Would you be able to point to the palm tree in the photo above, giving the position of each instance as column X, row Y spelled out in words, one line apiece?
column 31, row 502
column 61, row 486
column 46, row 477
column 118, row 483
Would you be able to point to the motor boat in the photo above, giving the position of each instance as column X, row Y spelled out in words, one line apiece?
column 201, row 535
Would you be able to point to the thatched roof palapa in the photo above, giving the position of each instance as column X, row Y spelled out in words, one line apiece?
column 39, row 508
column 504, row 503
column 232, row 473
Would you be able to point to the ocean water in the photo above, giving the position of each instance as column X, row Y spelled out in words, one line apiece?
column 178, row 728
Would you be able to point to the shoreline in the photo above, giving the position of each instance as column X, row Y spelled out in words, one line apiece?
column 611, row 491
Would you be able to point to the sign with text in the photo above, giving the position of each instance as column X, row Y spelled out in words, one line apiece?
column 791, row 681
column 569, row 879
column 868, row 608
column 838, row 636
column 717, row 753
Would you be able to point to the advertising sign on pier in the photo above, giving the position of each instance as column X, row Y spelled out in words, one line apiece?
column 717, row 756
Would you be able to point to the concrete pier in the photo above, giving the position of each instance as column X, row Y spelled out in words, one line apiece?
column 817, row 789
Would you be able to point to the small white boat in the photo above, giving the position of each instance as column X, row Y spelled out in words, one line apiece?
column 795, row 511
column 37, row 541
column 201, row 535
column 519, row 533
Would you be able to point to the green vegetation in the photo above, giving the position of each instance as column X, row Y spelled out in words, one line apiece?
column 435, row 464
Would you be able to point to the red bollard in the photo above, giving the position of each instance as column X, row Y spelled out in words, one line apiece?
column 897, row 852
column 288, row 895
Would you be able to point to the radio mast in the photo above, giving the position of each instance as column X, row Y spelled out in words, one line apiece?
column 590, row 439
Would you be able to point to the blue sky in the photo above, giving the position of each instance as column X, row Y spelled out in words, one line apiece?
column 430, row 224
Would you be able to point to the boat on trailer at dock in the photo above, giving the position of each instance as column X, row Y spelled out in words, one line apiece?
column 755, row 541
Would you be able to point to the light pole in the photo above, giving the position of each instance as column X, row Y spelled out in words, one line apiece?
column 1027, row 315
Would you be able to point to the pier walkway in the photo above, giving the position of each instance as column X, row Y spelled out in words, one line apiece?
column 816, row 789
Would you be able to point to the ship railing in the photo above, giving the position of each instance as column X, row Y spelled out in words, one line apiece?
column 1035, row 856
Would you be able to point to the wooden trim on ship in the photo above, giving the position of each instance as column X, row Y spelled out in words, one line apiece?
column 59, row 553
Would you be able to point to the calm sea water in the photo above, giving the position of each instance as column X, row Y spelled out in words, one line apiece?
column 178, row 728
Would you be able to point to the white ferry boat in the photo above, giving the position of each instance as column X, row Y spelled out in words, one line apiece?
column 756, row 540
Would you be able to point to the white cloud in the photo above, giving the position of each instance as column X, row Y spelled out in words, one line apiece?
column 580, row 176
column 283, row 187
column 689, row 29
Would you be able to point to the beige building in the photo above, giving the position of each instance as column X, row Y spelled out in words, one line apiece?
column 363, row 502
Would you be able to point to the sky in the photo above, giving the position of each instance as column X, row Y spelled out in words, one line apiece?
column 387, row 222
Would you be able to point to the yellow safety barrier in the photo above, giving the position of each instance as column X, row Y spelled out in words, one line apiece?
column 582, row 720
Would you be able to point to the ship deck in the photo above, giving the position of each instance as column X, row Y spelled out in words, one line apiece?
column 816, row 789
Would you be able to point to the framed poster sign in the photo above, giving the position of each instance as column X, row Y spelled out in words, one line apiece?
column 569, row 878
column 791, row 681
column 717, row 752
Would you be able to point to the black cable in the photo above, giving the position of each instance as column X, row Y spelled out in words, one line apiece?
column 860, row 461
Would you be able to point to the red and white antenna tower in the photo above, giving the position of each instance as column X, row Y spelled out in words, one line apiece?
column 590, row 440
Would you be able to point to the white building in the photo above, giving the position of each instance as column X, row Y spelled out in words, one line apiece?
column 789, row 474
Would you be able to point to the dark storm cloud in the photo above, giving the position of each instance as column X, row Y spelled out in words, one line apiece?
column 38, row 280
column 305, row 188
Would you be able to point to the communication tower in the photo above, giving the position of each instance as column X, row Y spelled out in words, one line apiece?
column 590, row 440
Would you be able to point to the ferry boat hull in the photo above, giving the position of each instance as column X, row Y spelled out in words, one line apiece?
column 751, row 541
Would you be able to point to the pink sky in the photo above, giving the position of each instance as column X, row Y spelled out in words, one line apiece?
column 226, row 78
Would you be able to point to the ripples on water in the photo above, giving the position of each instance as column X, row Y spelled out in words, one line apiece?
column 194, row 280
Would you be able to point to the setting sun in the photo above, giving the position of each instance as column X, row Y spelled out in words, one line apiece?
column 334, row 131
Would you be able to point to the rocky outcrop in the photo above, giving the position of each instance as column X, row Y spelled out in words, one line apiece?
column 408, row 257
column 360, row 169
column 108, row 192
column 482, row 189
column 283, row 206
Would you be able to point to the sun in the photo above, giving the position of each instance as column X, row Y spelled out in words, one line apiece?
══════════════════════════════
* Your goal
Lay out the data between the lines holding "Would you be able to point to the thatched" and "column 611, row 491", inclusive, as a Markdown table with the columns Row and Data line, numbering each line and leaving out any blank lines.

* Solution to this problem
| Row | Data line |
|---|---|
| 1 | Would you be able to point to the thatched roof palapa in the photo above, giving the position of each instance as column X, row Y spelled out in words, one line apiece? |
| 2 | column 39, row 508 |
| 3 | column 504, row 503 |
| 4 | column 232, row 473 |
| 5 | Would you be able to point to the ocean water in the photo above, giving the position of each instance as column X, row Y spelled out in words, one line apiece? |
| 6 | column 178, row 728 |
| 7 | Would you be able to point to the shoreline in the photo above, giving the position of each instance as column X, row Y spelled out in words, one line apiece? |
| 8 | column 611, row 491 |